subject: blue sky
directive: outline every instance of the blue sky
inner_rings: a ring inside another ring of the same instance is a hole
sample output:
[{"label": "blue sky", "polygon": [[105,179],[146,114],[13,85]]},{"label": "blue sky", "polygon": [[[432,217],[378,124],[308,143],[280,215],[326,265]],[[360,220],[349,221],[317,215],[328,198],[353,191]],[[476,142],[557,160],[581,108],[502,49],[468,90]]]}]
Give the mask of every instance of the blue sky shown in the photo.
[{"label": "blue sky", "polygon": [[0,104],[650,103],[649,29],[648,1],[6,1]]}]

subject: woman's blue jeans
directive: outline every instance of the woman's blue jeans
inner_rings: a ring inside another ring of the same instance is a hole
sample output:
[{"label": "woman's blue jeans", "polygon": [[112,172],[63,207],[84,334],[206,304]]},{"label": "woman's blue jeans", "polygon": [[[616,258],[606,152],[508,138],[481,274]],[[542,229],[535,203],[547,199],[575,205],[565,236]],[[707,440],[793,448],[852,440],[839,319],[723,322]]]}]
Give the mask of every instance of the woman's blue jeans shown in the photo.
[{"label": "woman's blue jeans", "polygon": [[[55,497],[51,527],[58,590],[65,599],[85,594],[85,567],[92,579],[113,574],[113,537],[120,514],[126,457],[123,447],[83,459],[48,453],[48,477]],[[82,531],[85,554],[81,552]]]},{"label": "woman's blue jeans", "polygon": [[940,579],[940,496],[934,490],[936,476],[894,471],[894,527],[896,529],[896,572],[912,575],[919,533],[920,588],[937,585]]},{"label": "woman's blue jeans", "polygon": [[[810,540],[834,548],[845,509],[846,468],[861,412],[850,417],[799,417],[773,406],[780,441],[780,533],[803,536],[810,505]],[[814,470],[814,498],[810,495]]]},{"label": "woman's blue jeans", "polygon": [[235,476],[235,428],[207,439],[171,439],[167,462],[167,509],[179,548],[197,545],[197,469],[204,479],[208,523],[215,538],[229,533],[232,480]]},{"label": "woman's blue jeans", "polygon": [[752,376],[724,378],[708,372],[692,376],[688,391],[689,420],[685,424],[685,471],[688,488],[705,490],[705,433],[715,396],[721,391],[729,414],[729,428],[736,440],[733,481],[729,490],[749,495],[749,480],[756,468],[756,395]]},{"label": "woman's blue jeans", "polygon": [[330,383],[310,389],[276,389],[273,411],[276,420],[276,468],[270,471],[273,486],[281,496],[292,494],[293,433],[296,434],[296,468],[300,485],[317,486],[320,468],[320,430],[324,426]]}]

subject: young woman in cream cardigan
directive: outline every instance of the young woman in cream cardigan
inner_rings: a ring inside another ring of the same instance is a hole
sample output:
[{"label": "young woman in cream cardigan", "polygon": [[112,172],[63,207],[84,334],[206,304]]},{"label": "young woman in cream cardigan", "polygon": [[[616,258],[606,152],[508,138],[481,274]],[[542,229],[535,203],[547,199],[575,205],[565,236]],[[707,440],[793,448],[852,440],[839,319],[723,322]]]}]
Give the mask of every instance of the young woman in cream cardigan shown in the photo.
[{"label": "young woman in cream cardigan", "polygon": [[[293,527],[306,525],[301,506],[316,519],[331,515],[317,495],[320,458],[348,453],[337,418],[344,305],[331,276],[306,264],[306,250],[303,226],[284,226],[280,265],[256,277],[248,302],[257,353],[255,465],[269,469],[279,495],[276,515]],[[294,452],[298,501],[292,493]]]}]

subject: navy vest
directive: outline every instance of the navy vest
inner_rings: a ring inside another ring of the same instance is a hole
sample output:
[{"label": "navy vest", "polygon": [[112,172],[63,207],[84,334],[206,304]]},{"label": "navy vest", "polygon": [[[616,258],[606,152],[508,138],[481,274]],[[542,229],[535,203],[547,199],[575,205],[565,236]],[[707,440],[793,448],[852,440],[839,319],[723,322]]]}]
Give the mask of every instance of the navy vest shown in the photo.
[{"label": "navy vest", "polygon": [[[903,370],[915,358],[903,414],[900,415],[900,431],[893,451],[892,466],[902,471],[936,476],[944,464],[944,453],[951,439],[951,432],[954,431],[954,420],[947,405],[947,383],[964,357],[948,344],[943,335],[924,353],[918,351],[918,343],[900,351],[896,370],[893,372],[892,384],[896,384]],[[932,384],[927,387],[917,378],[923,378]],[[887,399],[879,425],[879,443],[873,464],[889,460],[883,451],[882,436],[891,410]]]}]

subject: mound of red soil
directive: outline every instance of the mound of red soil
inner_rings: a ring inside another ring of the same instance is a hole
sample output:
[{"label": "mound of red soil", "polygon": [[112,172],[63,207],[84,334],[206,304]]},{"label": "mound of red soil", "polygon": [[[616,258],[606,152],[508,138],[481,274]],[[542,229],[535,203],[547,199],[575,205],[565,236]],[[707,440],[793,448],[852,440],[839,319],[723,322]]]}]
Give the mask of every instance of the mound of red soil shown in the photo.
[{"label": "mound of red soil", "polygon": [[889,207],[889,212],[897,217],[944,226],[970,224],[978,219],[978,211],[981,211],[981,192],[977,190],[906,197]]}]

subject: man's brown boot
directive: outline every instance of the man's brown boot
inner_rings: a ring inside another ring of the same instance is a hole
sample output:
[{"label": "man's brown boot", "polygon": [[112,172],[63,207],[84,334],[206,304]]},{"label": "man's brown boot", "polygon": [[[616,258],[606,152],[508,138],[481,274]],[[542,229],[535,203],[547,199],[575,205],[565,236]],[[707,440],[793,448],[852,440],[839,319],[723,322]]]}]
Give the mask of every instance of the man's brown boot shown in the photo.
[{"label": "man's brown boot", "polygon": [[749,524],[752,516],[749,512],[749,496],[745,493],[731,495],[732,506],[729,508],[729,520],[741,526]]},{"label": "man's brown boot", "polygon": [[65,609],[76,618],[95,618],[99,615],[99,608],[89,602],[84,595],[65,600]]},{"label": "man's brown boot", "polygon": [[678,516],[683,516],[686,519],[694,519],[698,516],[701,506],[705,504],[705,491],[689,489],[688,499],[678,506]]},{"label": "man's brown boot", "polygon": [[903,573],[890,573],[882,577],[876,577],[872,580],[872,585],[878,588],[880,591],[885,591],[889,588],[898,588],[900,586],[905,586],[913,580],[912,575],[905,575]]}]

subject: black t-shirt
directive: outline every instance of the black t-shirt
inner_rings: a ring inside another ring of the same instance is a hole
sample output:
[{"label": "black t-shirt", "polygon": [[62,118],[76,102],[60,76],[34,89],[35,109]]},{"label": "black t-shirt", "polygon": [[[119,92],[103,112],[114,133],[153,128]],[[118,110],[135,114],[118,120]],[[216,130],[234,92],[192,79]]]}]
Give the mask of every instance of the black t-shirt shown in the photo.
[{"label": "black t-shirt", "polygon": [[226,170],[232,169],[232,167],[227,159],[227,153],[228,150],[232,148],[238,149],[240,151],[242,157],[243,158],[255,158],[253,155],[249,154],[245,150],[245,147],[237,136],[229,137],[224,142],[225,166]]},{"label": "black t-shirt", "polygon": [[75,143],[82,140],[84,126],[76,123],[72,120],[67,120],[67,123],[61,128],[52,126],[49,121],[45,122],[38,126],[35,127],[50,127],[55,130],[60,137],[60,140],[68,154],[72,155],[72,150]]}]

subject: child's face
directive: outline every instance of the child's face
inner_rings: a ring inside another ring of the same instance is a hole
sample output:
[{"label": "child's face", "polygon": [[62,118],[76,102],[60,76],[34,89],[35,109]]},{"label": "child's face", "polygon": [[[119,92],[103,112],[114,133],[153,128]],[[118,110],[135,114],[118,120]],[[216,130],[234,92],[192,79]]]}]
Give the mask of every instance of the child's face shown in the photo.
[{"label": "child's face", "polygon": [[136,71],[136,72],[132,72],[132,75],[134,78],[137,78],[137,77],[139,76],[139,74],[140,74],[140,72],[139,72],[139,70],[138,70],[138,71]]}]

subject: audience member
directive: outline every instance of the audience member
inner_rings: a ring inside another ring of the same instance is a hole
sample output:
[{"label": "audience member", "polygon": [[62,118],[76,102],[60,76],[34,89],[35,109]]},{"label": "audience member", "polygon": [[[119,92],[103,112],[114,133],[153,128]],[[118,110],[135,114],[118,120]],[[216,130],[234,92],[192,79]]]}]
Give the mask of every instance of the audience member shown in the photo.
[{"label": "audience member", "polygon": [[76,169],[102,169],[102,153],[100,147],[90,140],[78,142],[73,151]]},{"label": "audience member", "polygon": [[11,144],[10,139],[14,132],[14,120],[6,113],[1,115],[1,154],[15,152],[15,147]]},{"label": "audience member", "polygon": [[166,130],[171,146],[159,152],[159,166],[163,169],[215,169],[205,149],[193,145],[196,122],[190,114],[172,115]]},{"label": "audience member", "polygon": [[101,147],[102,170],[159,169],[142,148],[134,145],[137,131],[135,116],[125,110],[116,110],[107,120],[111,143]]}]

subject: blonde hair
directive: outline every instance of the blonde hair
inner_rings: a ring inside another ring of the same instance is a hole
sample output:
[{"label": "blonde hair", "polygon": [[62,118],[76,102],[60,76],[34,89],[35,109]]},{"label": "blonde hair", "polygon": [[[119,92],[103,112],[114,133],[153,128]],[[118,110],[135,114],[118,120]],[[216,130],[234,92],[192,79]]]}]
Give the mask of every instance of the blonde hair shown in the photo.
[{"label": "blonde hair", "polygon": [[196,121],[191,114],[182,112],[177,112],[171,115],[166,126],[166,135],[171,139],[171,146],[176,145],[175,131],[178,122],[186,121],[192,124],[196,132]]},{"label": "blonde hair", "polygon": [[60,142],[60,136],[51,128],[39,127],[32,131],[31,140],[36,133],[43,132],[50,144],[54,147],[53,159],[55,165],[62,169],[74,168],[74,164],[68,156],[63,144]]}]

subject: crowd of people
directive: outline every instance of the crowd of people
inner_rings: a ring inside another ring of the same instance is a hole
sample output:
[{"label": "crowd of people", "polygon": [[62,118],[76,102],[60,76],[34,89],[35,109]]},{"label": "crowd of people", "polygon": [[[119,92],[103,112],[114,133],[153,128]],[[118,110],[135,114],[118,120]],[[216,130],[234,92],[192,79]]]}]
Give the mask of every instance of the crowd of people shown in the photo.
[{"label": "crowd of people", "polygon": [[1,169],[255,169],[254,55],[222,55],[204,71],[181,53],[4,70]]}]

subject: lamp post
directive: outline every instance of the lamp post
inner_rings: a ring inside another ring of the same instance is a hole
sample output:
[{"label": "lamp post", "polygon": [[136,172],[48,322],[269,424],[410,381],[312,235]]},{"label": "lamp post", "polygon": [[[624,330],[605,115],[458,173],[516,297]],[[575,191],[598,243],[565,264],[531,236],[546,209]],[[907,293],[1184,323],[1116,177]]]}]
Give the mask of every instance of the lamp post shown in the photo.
++++++++
#### [Exercise brief]
Copy the records above as a numbered list with blank lines removed, starting at the line that contains "subject: woman's blue jeans" and ending after the line that contains "Give the mask of every instance of the woman's".

#### [Full response]
1. subject: woman's blue jeans
2. directive: outline every instance of the woman's blue jeans
3. inner_rings: a ring inside another ring of the same instance is a hole
4. sample output:
5. [{"label": "woman's blue jeans", "polygon": [[112,172],[63,207],[84,334],[206,304]]},{"label": "woman's blue jeans", "polygon": [[[616,258],[606,152],[508,138],[481,274]],[[542,229],[535,203],[547,199],[575,205],[565,236]],[[707,440],[793,448],[852,440],[839,319],[723,322]]]}]
6. Give the mask of every instance of the woman's blue jeans shown in the photo.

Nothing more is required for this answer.